Exercise: State how many lines in the listing below contain the word "shoulder", and give only that number.
::::
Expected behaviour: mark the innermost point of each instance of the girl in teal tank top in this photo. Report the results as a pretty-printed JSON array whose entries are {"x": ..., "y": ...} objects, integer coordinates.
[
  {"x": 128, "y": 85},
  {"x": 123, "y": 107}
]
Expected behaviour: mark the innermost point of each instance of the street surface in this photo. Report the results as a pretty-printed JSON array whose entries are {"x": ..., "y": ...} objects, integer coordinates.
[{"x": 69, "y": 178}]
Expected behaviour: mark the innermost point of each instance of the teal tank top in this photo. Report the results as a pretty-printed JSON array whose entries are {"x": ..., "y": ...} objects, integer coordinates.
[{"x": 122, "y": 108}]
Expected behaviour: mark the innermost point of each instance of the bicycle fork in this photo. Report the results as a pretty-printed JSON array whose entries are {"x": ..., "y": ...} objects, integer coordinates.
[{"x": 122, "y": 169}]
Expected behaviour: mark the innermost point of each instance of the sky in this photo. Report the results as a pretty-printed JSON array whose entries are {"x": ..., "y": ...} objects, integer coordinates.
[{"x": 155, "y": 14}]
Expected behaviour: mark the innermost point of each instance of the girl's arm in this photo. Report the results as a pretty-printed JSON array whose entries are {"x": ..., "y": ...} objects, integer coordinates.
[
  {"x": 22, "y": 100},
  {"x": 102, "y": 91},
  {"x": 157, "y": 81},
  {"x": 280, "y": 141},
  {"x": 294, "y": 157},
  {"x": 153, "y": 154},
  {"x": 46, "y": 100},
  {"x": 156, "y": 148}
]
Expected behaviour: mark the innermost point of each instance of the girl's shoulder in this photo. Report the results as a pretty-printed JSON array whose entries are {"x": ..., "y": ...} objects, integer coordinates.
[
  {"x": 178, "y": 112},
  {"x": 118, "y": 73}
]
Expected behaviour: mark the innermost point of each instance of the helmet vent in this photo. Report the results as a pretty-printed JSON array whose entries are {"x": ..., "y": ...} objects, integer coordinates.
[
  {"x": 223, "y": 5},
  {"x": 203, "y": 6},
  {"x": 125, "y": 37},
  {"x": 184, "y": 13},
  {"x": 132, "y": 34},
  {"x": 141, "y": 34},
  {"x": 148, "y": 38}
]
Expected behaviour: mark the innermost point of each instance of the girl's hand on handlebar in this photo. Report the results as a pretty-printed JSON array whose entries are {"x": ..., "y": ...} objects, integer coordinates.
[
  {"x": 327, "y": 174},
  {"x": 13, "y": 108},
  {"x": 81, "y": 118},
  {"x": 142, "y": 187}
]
::::
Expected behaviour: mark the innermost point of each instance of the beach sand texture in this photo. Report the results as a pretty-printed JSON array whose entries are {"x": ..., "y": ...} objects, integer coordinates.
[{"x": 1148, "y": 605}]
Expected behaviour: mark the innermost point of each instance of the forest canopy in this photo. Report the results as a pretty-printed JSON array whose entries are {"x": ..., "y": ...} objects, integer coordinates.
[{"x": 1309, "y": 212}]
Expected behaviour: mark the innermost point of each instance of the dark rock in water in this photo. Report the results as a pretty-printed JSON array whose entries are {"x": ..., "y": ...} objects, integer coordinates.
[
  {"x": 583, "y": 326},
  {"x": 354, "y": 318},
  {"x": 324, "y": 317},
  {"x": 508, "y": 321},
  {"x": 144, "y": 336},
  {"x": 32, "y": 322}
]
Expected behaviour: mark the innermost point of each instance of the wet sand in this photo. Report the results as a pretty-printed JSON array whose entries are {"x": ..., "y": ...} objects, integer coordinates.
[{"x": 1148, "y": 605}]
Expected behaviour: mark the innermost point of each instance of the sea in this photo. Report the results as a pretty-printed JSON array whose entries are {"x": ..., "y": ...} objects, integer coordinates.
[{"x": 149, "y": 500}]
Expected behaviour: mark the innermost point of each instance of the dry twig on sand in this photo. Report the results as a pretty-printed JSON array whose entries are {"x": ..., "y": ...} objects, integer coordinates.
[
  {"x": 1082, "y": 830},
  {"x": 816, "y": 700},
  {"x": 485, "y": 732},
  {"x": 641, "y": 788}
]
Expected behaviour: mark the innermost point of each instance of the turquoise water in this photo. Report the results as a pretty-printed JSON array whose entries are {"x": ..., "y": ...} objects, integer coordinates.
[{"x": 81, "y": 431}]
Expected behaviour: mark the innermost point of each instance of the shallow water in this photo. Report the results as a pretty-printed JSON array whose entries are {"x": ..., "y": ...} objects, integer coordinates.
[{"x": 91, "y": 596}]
::::
The reply: 1